START DATA

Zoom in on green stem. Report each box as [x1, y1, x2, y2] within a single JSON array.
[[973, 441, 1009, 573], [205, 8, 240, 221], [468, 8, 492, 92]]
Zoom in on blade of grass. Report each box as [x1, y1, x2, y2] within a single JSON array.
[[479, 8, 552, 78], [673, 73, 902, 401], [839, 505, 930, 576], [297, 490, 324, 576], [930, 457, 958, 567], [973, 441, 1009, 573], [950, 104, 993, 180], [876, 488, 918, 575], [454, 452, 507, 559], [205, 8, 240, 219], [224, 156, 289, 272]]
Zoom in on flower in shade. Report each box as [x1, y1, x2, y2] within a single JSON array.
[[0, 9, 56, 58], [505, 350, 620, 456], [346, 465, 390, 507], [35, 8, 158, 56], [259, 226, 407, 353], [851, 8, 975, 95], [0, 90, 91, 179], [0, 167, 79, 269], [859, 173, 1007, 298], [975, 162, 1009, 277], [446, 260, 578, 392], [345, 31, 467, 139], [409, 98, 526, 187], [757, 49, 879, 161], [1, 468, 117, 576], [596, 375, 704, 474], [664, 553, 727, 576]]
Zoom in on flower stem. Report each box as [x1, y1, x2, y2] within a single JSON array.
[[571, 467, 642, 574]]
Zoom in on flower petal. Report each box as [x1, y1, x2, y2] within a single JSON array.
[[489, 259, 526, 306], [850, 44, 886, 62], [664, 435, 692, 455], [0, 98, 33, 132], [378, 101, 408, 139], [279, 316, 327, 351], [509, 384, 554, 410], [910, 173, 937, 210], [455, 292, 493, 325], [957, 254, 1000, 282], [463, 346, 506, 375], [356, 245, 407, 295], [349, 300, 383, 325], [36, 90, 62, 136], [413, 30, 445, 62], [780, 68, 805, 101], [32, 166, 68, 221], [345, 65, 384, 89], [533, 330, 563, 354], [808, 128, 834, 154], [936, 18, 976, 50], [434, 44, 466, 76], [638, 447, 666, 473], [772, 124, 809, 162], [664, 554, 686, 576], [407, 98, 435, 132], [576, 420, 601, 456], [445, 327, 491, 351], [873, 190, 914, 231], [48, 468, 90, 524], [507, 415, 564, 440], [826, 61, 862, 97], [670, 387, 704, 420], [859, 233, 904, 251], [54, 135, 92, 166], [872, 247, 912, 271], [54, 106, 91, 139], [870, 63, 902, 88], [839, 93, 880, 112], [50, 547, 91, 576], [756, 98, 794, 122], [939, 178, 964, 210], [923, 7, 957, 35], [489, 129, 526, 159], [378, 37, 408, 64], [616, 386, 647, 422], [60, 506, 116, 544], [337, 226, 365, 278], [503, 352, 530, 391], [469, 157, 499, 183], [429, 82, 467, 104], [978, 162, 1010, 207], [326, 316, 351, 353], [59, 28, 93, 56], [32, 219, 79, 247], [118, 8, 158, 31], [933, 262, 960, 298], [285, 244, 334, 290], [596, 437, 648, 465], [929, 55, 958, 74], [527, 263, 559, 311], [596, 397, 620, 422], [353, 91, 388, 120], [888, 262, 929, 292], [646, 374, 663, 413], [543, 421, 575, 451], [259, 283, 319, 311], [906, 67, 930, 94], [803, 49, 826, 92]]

END DATA

> **YOUR OBJECTIVE**:
What this exercise asks for is the data above, retyped exactly.

> **EXERCISE RESULT**:
Zoom in on green stem. Report each box as [x1, y1, x2, y2] within a single JSON array.
[[973, 441, 1009, 573], [205, 8, 240, 221], [468, 8, 492, 92]]
Zoom in on blade of grass. Report each box as [x1, y1, x2, y2] within a single JSON array.
[[479, 8, 552, 78], [673, 73, 902, 401], [839, 505, 930, 576], [297, 490, 324, 576], [930, 457, 958, 567], [973, 441, 1009, 573], [950, 104, 993, 180], [876, 488, 918, 575], [454, 452, 507, 559], [205, 8, 240, 219], [224, 156, 289, 272]]
Zoom in on flower in shade. Report each box as [x1, y1, x2, y2] within a single JSON array.
[[0, 9, 56, 58], [505, 350, 620, 456], [346, 465, 390, 507], [35, 8, 158, 56], [259, 226, 407, 353], [851, 8, 975, 95], [0, 90, 91, 179], [0, 167, 79, 269], [859, 173, 1007, 298], [975, 162, 1009, 277], [446, 260, 578, 392], [345, 31, 467, 139], [409, 98, 526, 187], [757, 49, 879, 161], [1, 468, 117, 576], [596, 375, 704, 474], [664, 553, 727, 576]]
Zoom in on flower stem. Report each box as [x1, y1, x2, y2] within a single JSON array.
[[571, 467, 642, 574]]
Zoom in on flower petal. Report each box as [x1, y1, x2, y2] within a single JSON array.
[[489, 259, 526, 306], [850, 44, 886, 62], [664, 435, 692, 455], [0, 98, 33, 132], [378, 101, 408, 139], [279, 316, 327, 351], [509, 384, 554, 410], [910, 173, 937, 210], [455, 292, 493, 325], [957, 254, 1000, 282], [463, 346, 506, 375], [356, 245, 407, 295], [349, 300, 383, 325], [36, 90, 62, 136], [413, 30, 445, 62], [780, 68, 805, 101], [32, 166, 68, 221], [345, 65, 384, 89], [533, 330, 563, 354], [808, 128, 834, 154], [936, 18, 976, 50], [434, 44, 466, 76], [638, 447, 666, 473], [772, 124, 809, 162], [664, 554, 686, 576], [407, 98, 435, 132], [576, 420, 601, 456], [445, 327, 491, 351], [873, 190, 914, 231], [48, 468, 90, 524], [507, 415, 564, 440], [826, 61, 862, 97], [670, 387, 704, 420], [859, 233, 904, 251], [54, 135, 92, 166], [872, 247, 912, 271], [54, 106, 91, 139], [870, 63, 902, 88], [839, 93, 880, 112], [50, 547, 91, 576], [756, 98, 794, 122], [939, 178, 964, 210], [923, 7, 957, 35], [489, 129, 526, 159], [378, 37, 408, 64], [616, 386, 647, 422], [60, 506, 116, 544], [337, 226, 365, 278], [503, 352, 530, 391], [469, 157, 499, 183], [429, 82, 467, 104], [978, 162, 1010, 207], [326, 316, 351, 353], [59, 28, 93, 56], [32, 219, 79, 247], [118, 8, 158, 31], [933, 262, 960, 298], [285, 244, 334, 290], [596, 437, 648, 465], [929, 55, 958, 74], [527, 263, 559, 311], [596, 397, 620, 422], [353, 91, 388, 120], [888, 262, 929, 292], [646, 374, 663, 413], [543, 421, 575, 451], [259, 283, 319, 311], [906, 67, 930, 94], [803, 49, 826, 92]]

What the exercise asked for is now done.